SET OF TASKS
(a) Answer these from the Thanksgiving column:
(i) What did Dolores order at the restaurant in Camden, and what was she served?
(ii) What is sprinkled about the yard for the birds and squirrels?
(iii) Where was the writer when the first wild turkey was encountered?
(b) In the Thanksgiving column, condense the paragraph beginning "Our turkeys are probably thankful" into two or three sentences that keep its main facts.

SUPPLIED PASSAGE
I won't go into what we've finally dined on during past Thanksgivings, but thankfully our disagreements were never enough to keep us from enjoying the idea of Thanksgiving.

Of course, Meara's column and other stuff I've read have pretty much ruined that tradition of Thanksgiving for us. Even though this year we're both thankful to not have to resolve that disagreement while we're being thankful. I'll have turkey, and Dolores will have....well, whatever the menu may offer that isn't turkey.

Not too long ago we dined at a fine restaurant in Camden. I had my traditional once-a-year-out clams, and Dolores ordered a salad. Apparently salading wasn't the cook's specialty. She was served with a bowl of lettuce.

The view of Camden Harbor was satisfying for both of us.

Our turkeys are probably thankful we don't insist on turkey at home on Thanksgiving. If they were unsure of our non-turkey Thanksgiving tradition, they probably wouldn't chow down several times a day on the sunflower seed we sprinkle about the yard for the birds and squirrels. No, we don't mind feeding squirrels. They get hungry too just before Thanksgiving and need to chow down a lot and hide a lot of seeds for their winter survival.

Some turkeys seem to enjoy their own feast, Thanksgiving and other, without worrying too much about becoming the feast. Milt Gross photo.

And turkeys are birds, so we're feeding the birds. They're just a lot bigger than most of the wild birds that gather for their Thanksgiving and every-other-day meals in our yard. Big enough that our kitties just stand and stare whenever they find themselves sharing the yard with those wild turkeys.

I just know that part of those kitties' minds is saying, hey, we just love to chase birds. And another part is saying, but not those guys. Yikes, their five or six times bigger than we are. Who wants to chase a bird that's five or six times bigger than you are? What if we caught it?

The first wild turkey I ever encountered was while I attended a youth church camp a couple of hundred years ago back in Pennsylvania, which I believe means Penn's Woods with or without Turkeys. We were on a "hike," one of those walks in the woods that everyone calls a hike and no one except my grandfather ever called a walk in the woods.* A turkey rose loudly from nearby brush and startled me so much I was afraid to think about Thanksgiving -- even had I thought about it that July or August day if I hadn't been so startled.

AVAILABLE DATA
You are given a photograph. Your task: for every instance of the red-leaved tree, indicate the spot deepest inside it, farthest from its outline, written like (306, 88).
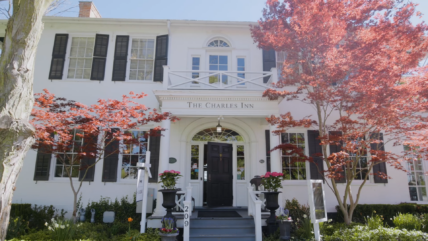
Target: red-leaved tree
(79, 136)
(346, 60)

TASK-BY-TASK SOLUTIONS
(a)
(i) She ordered a salad and was served a bowl of lettuce.
(ii) Sunflower seed.
(iii) On a hike at a youth church camp in Pennsylvania.

(b) The turkeys are probably glad the household doesn't insist on turkey at home on Thanksgiving. If they doubted this, they likely wouldn't eat several times a day from the sunflower seed spread around the yard for birds and squirrels. Feeding the squirrels is welcome, since before Thanksgiving they get hungry and must eat and hide many seeds to survive the winter.